- Set of tasks
#1 Answer these from the passage on comparing CABG and PCI below:
(a) What regression method was used because the dependent variables are bimodal?
(b) How many patients were the subject of the analysis?
(c) What was the mean number of bypasses per patient?
#2 Please continue the passage on comparing CABG and PCI below from where it stops.

- Passage for review
□ □ □ □
Statistical analysis
Means for CABG and PCI for various patient characteristics, outcomes, process measures, and length of stay are reported in aggregate and by year: 1999, 2000, 2001, and 2002.

Differences in comorbidities and extent of disease have been shown to have an impact on the clinical outcomes of CABG versus PCI. To account for all of these we employed multivariate regression techniques. Seven dependent variables were analyzed: patient mortality, four patient complications, and discharge status. Patient complications included shock/hemorrhage, neurologic complications, cardiac complications, acute renal failure, and respiratory complications. Discharge status was home or home with home healthcare, skilled nursing facility, or rehabilitation facility.

To account for the potential wide range of confounding variables we included a comprehensive number of independent variables in our regression model. The variables were as follows: patient characteristics (age and sex); risk factors and comorbid conditions (status post [S/P] CABG, S/P PCI, unstable angina, cardiogenic shock, acute myocardial infarction, old myocardial infarction, unstable angina, valvular heart disease, abdominal aortic aneurysm, hypertension, chronic renal failure, hemodialysis, peripheral vascular disease, insulin-dependent diabetes, noninsulin-dependent diabetes, chronic obstructive pulmonary disease, liver disease, and endocarditis); procedure characteristics (multivessel intervention, intraaortic balloon pump usage, stent usage); and medications (GPIIb, IIIa, and thrombolytic drugs). Many of these variables have been described elsewhere and reflect conventional aspects of cardiovascular care [6].

Because the dependent variables are bimodal, logistic regression (odds ratios [OR]) was used. The ORs for each outcomes measure are reported.

Cost data are based upon individual patient resource consumption. A formula is applied to the charges based upon the cost: charge ratio as reported in the Medicare cost report.

	Results

Top Abstract Introduction Material and methods Results Comment Discussion Appendix 1  Appendix 2   References

 
During the study period from January 1, 1999 to March 31, 2002, a total of 154,701 coronary revascularization procedures were performed in all HCA hospitals. Excluded were 5,305 revascularization procedures not meeting study criteria, leaving 148,396 patients who are the subject of this analysis (Table 1). Of these patients 51,351 (34.6%) underwent CABG and 97,045 (65.4%) underwent PCI. Overall revascularization volumes increased during the study period from 42,678 in 1999 to an annualized procedure rate of 48,732 in 2002. This represented a 10% total increase or 3.3% annual increase (Table 3). This increase in coronary revascularization however was primarily due to a 19.3% increase (6.8% annual increase) in PCI that more than offset a concomitant decline of 1.9% annually in CABG volume. The most significant changes occurred between 1999 and 2000 with a 9.2% increase in procedures with 12.8% increase in PCI and a 3.2% increase in CABG. The changes are less dramatic between 2001 and 2002, with no change in overall procedural volume, only a 1.7% increase in PCI, and a 3.2% decrement in CABG. The mean number of PCI procedures per hospital was 450 increasing from 389 in 1999 to 484 in 2002; the mean number of CABG per hospital was 225 annually with a slight decrease from 229 to 200 per hospital. Although the ratio of PCI to CABG was almost 2:1, the proportion of patients undergoing multivessel stenting was relatively small—averaging 17% during the study period—but there was a consistent trend toward more multivessel PCI (14.96% to 17.19%). The mean number of bypasses per patient was constant at 3.38 bypasses per patient. The CABG population on a whole was older with a higher percentage of males than the PCI population.
□ □ □ □
- Recorded information
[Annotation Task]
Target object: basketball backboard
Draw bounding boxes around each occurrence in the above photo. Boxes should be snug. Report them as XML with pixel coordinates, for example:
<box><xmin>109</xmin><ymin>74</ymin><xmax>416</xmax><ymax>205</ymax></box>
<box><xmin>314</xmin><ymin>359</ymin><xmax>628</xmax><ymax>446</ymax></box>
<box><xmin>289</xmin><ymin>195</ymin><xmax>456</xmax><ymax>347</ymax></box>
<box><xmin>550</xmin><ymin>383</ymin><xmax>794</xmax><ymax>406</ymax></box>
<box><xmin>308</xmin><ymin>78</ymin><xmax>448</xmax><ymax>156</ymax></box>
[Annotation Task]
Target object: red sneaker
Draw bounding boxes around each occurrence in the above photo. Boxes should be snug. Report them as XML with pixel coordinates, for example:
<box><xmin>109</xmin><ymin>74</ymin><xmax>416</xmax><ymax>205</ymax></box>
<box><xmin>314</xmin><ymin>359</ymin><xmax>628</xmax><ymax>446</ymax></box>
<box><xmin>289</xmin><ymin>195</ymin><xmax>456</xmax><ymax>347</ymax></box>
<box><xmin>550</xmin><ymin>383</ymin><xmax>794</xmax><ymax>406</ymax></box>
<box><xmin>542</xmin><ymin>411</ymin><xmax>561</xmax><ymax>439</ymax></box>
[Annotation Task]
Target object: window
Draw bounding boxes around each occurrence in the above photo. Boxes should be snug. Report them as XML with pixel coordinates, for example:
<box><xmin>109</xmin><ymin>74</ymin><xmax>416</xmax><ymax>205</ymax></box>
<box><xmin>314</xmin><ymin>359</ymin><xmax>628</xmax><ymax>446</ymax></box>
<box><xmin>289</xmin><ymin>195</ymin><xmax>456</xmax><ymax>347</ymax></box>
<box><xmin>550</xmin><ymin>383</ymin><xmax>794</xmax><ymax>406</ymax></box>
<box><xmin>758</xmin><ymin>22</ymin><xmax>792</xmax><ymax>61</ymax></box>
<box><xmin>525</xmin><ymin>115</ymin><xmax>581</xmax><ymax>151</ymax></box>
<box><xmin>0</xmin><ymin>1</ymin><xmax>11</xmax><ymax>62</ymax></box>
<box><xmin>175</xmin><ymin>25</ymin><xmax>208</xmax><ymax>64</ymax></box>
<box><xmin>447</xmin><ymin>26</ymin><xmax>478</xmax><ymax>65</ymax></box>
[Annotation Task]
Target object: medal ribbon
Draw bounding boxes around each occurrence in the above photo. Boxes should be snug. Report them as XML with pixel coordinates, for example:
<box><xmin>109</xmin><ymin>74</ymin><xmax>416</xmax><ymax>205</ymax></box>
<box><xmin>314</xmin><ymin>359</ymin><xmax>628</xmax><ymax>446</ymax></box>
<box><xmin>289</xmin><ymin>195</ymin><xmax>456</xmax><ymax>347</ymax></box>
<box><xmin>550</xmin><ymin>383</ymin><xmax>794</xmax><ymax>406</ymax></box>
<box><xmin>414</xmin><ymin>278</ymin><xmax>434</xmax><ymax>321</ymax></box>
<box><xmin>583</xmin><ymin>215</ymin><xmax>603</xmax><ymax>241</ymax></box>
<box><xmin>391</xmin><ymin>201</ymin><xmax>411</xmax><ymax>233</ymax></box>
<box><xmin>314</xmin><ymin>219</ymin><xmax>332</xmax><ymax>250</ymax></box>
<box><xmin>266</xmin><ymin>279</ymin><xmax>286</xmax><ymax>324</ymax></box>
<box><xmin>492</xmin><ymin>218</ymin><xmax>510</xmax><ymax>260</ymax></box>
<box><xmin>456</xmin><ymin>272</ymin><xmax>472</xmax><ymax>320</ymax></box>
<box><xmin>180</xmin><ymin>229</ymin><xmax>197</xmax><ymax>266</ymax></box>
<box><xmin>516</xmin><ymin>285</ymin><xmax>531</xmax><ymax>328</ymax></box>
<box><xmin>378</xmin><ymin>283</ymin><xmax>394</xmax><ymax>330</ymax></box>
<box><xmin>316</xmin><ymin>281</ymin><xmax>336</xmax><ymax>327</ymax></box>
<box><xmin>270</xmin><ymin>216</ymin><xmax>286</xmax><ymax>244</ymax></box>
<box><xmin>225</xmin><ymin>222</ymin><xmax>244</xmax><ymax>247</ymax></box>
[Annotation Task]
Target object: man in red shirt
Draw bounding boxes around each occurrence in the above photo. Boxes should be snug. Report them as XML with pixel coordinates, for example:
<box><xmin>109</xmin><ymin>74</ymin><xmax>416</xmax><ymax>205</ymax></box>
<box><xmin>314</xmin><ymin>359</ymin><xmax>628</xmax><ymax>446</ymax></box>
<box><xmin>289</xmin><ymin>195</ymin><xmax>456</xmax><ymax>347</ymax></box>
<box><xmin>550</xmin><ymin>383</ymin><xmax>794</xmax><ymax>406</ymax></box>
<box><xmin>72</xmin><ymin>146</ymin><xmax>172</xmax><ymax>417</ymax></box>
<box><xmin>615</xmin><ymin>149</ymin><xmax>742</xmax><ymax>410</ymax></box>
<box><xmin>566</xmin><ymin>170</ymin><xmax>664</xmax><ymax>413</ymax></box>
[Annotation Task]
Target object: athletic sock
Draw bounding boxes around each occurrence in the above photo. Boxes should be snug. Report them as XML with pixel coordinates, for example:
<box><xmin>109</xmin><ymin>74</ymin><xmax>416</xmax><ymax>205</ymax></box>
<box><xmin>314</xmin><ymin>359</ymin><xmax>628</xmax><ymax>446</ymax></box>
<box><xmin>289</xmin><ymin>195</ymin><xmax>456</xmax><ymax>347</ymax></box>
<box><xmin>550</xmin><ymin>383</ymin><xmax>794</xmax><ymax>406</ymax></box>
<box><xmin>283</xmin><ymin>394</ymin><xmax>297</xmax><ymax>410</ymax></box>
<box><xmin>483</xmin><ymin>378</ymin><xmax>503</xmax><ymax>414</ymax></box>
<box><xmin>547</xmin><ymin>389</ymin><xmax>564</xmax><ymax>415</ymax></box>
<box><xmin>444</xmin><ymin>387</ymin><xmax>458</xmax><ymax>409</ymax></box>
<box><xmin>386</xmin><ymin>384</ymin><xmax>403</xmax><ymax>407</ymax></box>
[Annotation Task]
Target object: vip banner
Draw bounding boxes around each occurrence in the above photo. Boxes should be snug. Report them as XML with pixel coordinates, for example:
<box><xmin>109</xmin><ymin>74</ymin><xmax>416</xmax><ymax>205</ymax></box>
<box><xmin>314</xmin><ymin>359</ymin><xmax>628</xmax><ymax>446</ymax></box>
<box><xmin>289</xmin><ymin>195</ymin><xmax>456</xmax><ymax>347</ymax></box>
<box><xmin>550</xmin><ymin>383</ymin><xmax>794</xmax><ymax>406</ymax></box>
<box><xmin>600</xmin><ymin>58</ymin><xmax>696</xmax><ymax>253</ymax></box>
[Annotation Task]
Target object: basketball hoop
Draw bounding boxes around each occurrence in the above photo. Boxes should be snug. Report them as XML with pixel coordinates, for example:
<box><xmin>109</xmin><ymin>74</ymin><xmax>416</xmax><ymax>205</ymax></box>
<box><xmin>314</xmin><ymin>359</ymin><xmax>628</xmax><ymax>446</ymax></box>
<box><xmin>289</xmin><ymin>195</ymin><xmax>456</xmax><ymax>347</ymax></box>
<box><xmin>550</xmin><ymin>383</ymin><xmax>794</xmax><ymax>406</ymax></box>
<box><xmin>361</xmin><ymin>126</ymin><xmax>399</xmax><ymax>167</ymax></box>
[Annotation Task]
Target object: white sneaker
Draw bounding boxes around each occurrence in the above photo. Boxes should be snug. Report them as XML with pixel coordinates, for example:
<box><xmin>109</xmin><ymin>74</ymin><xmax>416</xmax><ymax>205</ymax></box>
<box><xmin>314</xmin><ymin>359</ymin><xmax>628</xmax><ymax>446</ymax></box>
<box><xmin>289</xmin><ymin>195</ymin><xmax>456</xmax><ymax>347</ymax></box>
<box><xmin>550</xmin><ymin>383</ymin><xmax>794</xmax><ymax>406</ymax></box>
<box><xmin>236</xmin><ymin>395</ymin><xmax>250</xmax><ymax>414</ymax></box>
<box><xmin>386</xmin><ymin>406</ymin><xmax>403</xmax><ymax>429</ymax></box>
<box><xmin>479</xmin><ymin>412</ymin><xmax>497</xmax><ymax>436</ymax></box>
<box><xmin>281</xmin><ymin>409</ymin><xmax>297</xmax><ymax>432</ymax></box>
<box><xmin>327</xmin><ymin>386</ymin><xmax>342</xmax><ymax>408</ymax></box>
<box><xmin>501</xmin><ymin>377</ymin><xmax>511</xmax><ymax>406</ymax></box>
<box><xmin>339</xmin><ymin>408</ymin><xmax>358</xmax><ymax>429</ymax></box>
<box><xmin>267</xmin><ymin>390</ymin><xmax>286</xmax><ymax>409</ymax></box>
□ □ □ □
- Answers given
#1
(a) Logistic regression
(b) 148,396
(c) 3.38

#2
Overall, mortality of PCI was 1.25% (Table 4). Other complications of PCI were relatively uncommon with the most frequent being acute renal failure (1.44%). Length of stay from procedure to discharge was 2.2 days with more than 95% patients returning to home. The average procedural cost of PCI was $12,375 during the study period.

Examination of CABG revealed a trend with decreasing mortality in both on-pump and off-pump CABG (Table 7) and neurologic complications; however there is a trend of increasing adult respiratory distress syndrome. The average cost increased 30.5% from $23,880 to $31,184 over the 3.25 years (Table 6). Costs of CABG performed off-pump were compared with CABG cost with the use of cardiopulmonary bypass. Mean cost of on-pump CABG was $26,508 ± $13,903 compared with $23,929 ± $12,495 off-pump for a differential cost savings of $2,579 in favor of off-pump CABG.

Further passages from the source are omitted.